→ **What you have to do**: Render the material below as a two-column CSV headed instruction and points. Give one row per instruction line with its returned coordinates, wrap each field in quotes, replace line breaks with spaces, and leave out the pictures.

→ **Material for this task**:
** Start **

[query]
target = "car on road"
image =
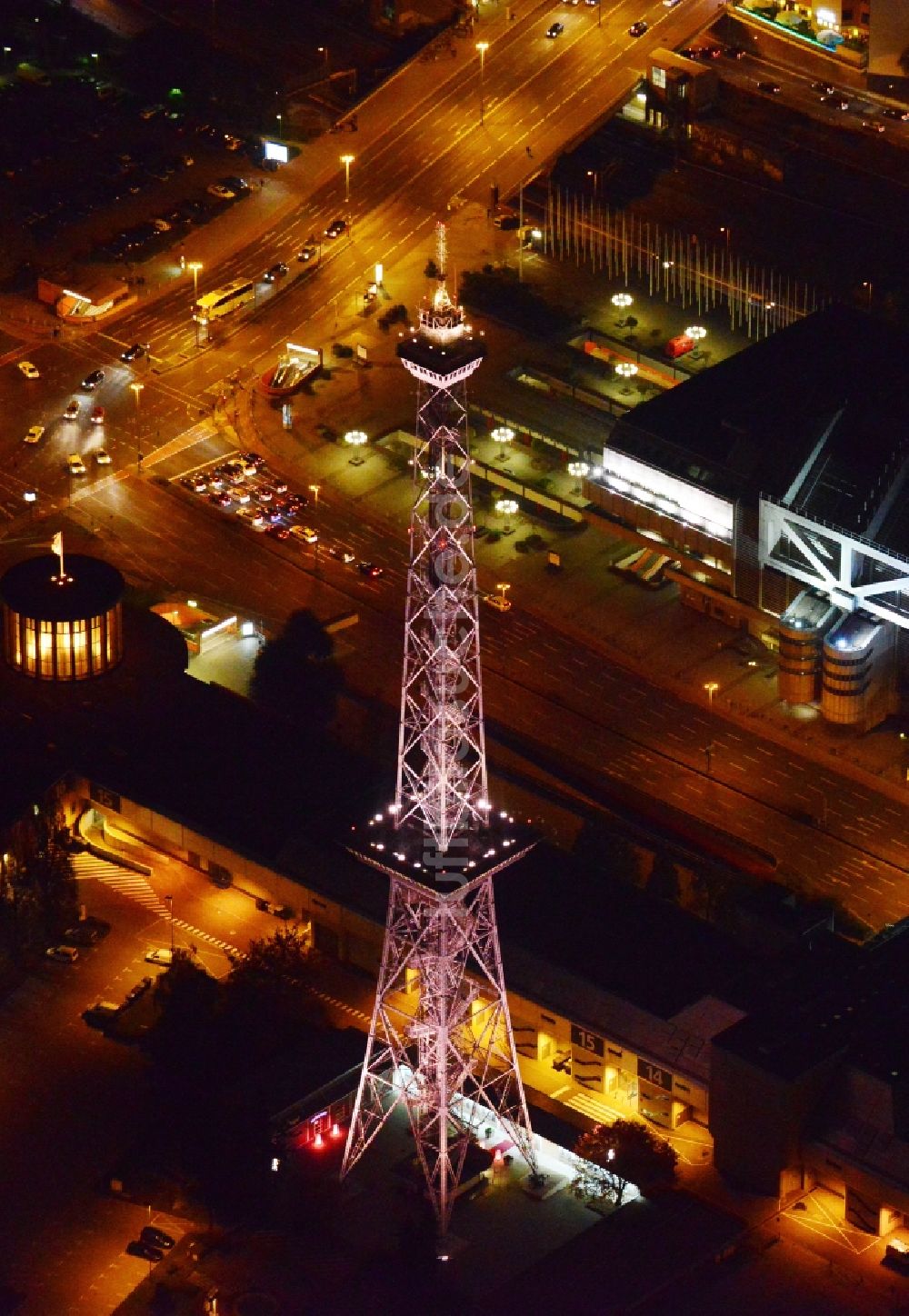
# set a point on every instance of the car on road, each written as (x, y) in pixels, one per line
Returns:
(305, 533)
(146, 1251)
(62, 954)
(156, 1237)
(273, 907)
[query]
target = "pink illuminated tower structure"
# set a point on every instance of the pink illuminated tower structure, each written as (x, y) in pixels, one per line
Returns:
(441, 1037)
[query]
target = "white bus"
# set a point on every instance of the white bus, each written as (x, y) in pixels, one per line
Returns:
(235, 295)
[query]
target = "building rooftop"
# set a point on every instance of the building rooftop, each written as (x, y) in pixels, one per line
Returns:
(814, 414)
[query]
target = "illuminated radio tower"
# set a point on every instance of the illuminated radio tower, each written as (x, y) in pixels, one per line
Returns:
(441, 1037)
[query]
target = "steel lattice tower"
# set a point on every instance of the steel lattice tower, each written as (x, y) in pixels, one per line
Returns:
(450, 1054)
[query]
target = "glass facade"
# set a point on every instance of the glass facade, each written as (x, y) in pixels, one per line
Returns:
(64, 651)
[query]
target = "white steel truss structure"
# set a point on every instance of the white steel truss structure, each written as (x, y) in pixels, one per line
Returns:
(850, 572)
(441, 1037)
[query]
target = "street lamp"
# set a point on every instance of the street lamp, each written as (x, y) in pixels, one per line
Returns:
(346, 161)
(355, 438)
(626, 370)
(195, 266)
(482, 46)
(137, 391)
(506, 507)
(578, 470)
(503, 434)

** End **

→ **Result below**:
instruction,points
"[query] target = ""car on road"" image = # set a point on every instance of the car on road, each written as (x, y) in pixels, one per line Returns:","(305, 533) (146, 1251) (62, 954) (156, 1237) (273, 907)"
"[query] target = ""pink illuminated tower structure"" # set a point on every instance of the pink illuminated tower structure, each written as (x, y) in pixels, one per line Returns:","(441, 1037)"
"[query] target = ""white bus"" # set a point on every instance of the white bus, each written as (x, y) in pixels, one per line Returns:","(235, 295)"
"[query] target = ""building rooftop"" # set a point on every instance of the building rooftop, each written as (x, y) in pixels, one per line Returns:","(814, 414)"
"[query] target = ""illuminated radio tower"" # set a point on every instance of the illuminated radio tower, each written as (x, y) in pixels, one per line Returns:","(441, 1037)"
"[query] target = ""steel lattice tower"" # set a point on every instance of the steel lattice tower, each written as (x, y) in pixels, one per line Returns:","(450, 1054)"
"[query] target = ""glass facade"" # set a point on every instance of the glass facade, each written as (x, y) in pixels, one per line Returns:","(64, 651)"
"[query] target = ""white steel truss structure"" # set a point on every instance of the white steel truss structure, each written as (x, y) in pixels, one per line Returns:","(850, 572) (441, 1037)"
"[query] target = ""street lamp"" # set a point on every instance of the street lamp, each written as (x, y) in pixels, one per line Returns:","(346, 161) (355, 438) (626, 370) (195, 266) (482, 46) (137, 391) (506, 507) (578, 470) (503, 434)"